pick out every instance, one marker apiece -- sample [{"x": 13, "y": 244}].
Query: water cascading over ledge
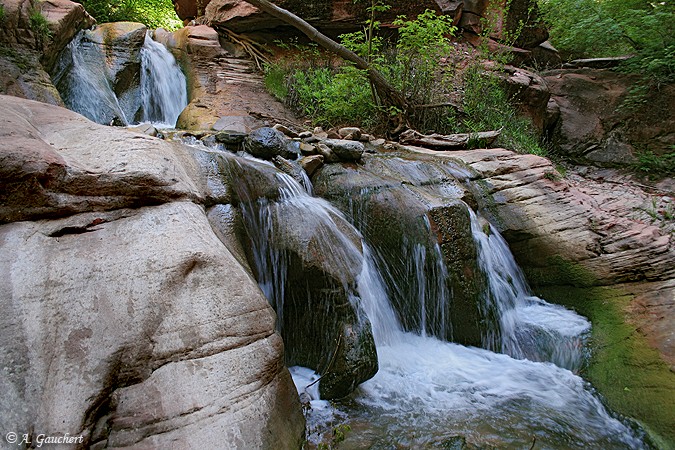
[
  {"x": 427, "y": 391},
  {"x": 116, "y": 74}
]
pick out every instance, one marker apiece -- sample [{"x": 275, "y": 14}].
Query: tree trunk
[{"x": 388, "y": 95}]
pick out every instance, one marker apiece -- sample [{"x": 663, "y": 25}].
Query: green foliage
[
  {"x": 152, "y": 13},
  {"x": 39, "y": 24},
  {"x": 486, "y": 106},
  {"x": 596, "y": 28}
]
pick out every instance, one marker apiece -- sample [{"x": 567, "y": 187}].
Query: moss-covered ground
[{"x": 629, "y": 374}]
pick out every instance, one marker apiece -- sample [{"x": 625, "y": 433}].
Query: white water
[
  {"x": 428, "y": 390},
  {"x": 83, "y": 79},
  {"x": 530, "y": 328},
  {"x": 163, "y": 85},
  {"x": 80, "y": 77}
]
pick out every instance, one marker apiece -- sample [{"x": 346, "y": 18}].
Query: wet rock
[
  {"x": 328, "y": 155},
  {"x": 345, "y": 150},
  {"x": 266, "y": 143},
  {"x": 285, "y": 130},
  {"x": 311, "y": 163},
  {"x": 230, "y": 137},
  {"x": 351, "y": 133},
  {"x": 191, "y": 315},
  {"x": 410, "y": 211}
]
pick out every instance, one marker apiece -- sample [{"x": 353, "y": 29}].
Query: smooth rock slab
[{"x": 142, "y": 323}]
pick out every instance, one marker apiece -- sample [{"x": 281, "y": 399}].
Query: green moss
[
  {"x": 624, "y": 368},
  {"x": 560, "y": 271}
]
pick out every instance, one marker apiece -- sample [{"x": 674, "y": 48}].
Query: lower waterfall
[{"x": 430, "y": 392}]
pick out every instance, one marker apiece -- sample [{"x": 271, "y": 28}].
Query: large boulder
[
  {"x": 126, "y": 319},
  {"x": 307, "y": 258},
  {"x": 602, "y": 122},
  {"x": 411, "y": 210}
]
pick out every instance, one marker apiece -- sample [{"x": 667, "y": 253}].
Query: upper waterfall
[{"x": 116, "y": 74}]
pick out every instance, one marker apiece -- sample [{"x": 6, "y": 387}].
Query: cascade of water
[
  {"x": 529, "y": 327},
  {"x": 84, "y": 77},
  {"x": 80, "y": 76},
  {"x": 428, "y": 391},
  {"x": 163, "y": 85}
]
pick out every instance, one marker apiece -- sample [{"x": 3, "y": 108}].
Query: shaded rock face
[
  {"x": 225, "y": 91},
  {"x": 597, "y": 127},
  {"x": 25, "y": 54},
  {"x": 126, "y": 318},
  {"x": 332, "y": 17},
  {"x": 307, "y": 258},
  {"x": 411, "y": 211},
  {"x": 580, "y": 231}
]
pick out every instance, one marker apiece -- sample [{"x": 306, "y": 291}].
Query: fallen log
[{"x": 459, "y": 141}]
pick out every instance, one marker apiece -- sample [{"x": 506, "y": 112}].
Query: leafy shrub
[
  {"x": 592, "y": 28},
  {"x": 152, "y": 13}
]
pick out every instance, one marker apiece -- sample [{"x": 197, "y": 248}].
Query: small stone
[
  {"x": 333, "y": 134},
  {"x": 311, "y": 163},
  {"x": 351, "y": 133},
  {"x": 144, "y": 128},
  {"x": 346, "y": 150},
  {"x": 307, "y": 149},
  {"x": 287, "y": 131},
  {"x": 327, "y": 153},
  {"x": 230, "y": 137}
]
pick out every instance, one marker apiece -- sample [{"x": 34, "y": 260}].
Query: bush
[
  {"x": 152, "y": 13},
  {"x": 591, "y": 28}
]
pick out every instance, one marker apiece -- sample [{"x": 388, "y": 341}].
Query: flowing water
[
  {"x": 163, "y": 85},
  {"x": 87, "y": 72},
  {"x": 429, "y": 392}
]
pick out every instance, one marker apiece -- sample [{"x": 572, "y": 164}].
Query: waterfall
[
  {"x": 114, "y": 85},
  {"x": 163, "y": 85},
  {"x": 81, "y": 79},
  {"x": 429, "y": 391},
  {"x": 530, "y": 328}
]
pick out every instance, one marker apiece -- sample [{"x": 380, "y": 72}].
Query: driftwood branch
[
  {"x": 448, "y": 141},
  {"x": 252, "y": 48},
  {"x": 387, "y": 94}
]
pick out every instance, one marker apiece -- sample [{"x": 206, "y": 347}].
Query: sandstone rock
[
  {"x": 530, "y": 93},
  {"x": 331, "y": 16},
  {"x": 345, "y": 150},
  {"x": 328, "y": 155},
  {"x": 25, "y": 55},
  {"x": 110, "y": 55},
  {"x": 96, "y": 346},
  {"x": 595, "y": 128},
  {"x": 311, "y": 164},
  {"x": 266, "y": 143},
  {"x": 225, "y": 90},
  {"x": 353, "y": 133},
  {"x": 45, "y": 172},
  {"x": 131, "y": 355},
  {"x": 413, "y": 217},
  {"x": 285, "y": 130}
]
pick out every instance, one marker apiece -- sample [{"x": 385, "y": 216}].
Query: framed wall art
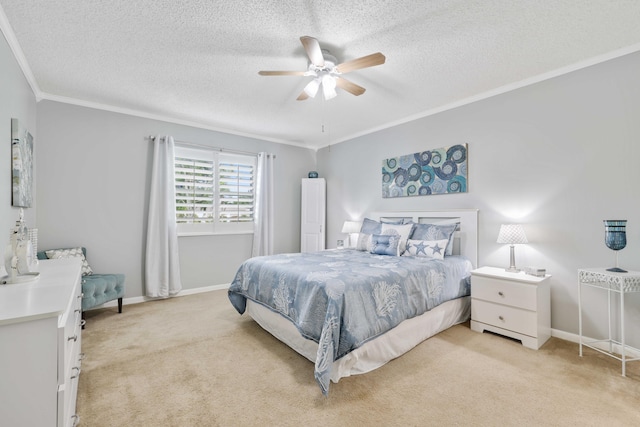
::::::::
→ Required task
Show every line of the data above that contains the word "green", and note that case counts.

→ Response for this exercise
Query: green foliage
Query: green moss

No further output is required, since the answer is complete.